Written request – Which lines in the records below contain the string "trace", with case counting? Report each of those lines in full.

BEGIN Supplied material

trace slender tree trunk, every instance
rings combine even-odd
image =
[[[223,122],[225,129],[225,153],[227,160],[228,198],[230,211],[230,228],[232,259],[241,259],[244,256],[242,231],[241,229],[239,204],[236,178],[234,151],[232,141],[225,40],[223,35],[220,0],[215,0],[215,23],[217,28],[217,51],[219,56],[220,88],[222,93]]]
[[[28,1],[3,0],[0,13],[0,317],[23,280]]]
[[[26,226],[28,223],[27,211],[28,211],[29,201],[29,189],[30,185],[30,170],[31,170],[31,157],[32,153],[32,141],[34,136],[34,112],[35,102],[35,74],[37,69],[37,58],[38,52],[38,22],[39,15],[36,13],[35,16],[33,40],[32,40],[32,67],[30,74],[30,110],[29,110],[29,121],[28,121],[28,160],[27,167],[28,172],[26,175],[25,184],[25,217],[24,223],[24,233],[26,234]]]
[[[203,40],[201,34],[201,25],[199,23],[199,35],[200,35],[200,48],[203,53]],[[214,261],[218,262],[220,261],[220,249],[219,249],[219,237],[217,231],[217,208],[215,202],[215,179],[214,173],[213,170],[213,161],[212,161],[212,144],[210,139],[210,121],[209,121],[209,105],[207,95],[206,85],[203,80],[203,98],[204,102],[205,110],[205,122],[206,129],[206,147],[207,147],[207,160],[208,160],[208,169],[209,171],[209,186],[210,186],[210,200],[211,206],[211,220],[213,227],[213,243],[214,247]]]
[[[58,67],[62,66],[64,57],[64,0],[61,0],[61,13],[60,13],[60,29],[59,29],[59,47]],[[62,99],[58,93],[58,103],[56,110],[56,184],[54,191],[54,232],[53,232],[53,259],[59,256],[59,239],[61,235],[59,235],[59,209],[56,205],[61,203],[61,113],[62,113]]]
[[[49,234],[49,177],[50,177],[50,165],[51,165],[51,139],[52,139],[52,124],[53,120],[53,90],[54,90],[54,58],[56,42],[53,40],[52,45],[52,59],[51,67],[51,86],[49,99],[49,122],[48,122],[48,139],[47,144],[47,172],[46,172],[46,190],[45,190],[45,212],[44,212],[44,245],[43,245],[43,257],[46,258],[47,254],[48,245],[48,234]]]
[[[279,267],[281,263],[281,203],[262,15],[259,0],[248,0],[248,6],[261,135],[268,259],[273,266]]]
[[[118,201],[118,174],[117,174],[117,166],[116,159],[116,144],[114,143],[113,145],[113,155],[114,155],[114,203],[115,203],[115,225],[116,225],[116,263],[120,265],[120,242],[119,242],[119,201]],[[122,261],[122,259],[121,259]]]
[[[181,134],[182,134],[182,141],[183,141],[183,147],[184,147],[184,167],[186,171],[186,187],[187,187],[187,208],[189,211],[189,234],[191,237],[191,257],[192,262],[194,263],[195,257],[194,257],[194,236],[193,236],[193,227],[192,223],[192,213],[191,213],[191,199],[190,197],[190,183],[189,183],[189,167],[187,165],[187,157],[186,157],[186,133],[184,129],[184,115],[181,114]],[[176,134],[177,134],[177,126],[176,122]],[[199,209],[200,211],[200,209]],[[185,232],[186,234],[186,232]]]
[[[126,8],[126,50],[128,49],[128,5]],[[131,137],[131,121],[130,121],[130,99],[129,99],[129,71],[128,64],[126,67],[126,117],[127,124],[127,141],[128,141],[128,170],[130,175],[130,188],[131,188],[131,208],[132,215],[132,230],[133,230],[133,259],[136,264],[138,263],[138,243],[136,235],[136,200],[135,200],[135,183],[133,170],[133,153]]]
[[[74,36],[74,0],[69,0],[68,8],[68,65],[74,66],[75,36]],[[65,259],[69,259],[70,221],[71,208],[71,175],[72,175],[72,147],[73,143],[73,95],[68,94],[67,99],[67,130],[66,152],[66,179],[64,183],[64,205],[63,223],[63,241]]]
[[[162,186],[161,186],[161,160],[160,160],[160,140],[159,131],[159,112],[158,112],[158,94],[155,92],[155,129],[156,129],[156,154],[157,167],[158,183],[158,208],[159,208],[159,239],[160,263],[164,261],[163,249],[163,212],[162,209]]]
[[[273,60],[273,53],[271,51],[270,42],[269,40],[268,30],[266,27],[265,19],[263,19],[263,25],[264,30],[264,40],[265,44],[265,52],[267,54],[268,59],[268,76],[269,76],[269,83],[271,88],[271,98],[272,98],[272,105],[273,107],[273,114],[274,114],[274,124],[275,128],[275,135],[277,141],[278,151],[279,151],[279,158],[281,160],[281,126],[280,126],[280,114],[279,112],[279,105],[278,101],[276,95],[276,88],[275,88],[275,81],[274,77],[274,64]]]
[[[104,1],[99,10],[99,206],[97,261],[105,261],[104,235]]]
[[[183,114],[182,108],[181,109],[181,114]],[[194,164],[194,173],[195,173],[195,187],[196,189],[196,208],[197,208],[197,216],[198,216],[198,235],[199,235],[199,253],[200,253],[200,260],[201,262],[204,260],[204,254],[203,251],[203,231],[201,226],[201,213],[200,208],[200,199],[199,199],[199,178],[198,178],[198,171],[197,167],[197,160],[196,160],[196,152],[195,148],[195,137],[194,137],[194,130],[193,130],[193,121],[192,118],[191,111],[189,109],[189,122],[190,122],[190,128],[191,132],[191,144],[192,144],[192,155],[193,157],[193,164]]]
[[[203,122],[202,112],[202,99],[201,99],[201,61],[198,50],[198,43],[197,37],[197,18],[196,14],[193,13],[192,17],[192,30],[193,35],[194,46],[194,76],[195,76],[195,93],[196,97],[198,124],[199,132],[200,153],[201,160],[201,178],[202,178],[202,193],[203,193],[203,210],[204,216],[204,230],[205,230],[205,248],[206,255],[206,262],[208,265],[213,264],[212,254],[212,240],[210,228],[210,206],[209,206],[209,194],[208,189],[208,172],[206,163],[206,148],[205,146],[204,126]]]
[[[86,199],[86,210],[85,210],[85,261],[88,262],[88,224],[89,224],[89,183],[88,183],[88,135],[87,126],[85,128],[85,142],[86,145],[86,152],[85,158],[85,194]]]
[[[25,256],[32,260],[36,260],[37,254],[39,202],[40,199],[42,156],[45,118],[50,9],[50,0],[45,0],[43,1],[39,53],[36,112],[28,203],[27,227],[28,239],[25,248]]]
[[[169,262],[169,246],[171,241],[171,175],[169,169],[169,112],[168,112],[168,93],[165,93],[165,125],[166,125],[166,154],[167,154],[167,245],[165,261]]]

END Supplied material

Written response –
trace slender tree trunk, every instance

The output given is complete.